Task brief: Character for character, write out the data below.

Data shown:
*** Begin section ***
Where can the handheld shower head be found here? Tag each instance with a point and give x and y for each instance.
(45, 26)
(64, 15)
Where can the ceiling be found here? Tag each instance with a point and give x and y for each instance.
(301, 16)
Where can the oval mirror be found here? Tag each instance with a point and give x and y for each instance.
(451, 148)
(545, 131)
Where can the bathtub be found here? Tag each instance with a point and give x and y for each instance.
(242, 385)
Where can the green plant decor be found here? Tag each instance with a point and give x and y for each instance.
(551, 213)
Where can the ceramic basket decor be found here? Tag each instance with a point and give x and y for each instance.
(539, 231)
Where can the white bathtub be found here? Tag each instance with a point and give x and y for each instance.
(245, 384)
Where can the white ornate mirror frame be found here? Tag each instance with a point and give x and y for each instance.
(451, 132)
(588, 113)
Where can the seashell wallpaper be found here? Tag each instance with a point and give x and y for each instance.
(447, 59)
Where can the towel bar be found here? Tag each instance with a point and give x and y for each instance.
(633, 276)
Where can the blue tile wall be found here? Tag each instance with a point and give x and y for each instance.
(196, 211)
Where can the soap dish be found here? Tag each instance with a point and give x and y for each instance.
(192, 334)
*** End section ***
Result below:
Where can the handheld shower head be found here? Tag each instance with a point and give x and y for each instance.
(45, 26)
(64, 15)
Where can the ceiling be found here? Tag each instance with a point and give x and y for each instance.
(301, 16)
Where can the oval mirror be found here? Tag each instance with a point and give x and y for each instance.
(451, 148)
(545, 131)
Where can the bathtub be found here? Tag each instance with a point and give x and y for each instance.
(242, 385)
Where can the green plant decor be found here? Tag each instance with a point and give x and y for each instance.
(551, 213)
Where can the ceramic basket decor be found here? Tag each instance with a point and give x and y for each instance.
(539, 231)
Where can the white bathtub be found here? Tag each instance with a point and give x and y for each instance.
(245, 384)
Where can the white ornate mirror frame be found here? Tag each instance with a point and give x and y for each instance.
(451, 132)
(588, 113)
Where can the seashell wallpaper be found here? Tag each instance with a point and give x and y for each instance.
(447, 59)
Where can the towel bar be found here? Tag each instance with a point and give x and y for each instance.
(633, 276)
Where can the blue tile wall be found here? Tag each instance with a point and give x and y for each instance.
(196, 211)
Where can the soap dish be found here? Tag each instance with a point and give x and y for each instance.
(192, 334)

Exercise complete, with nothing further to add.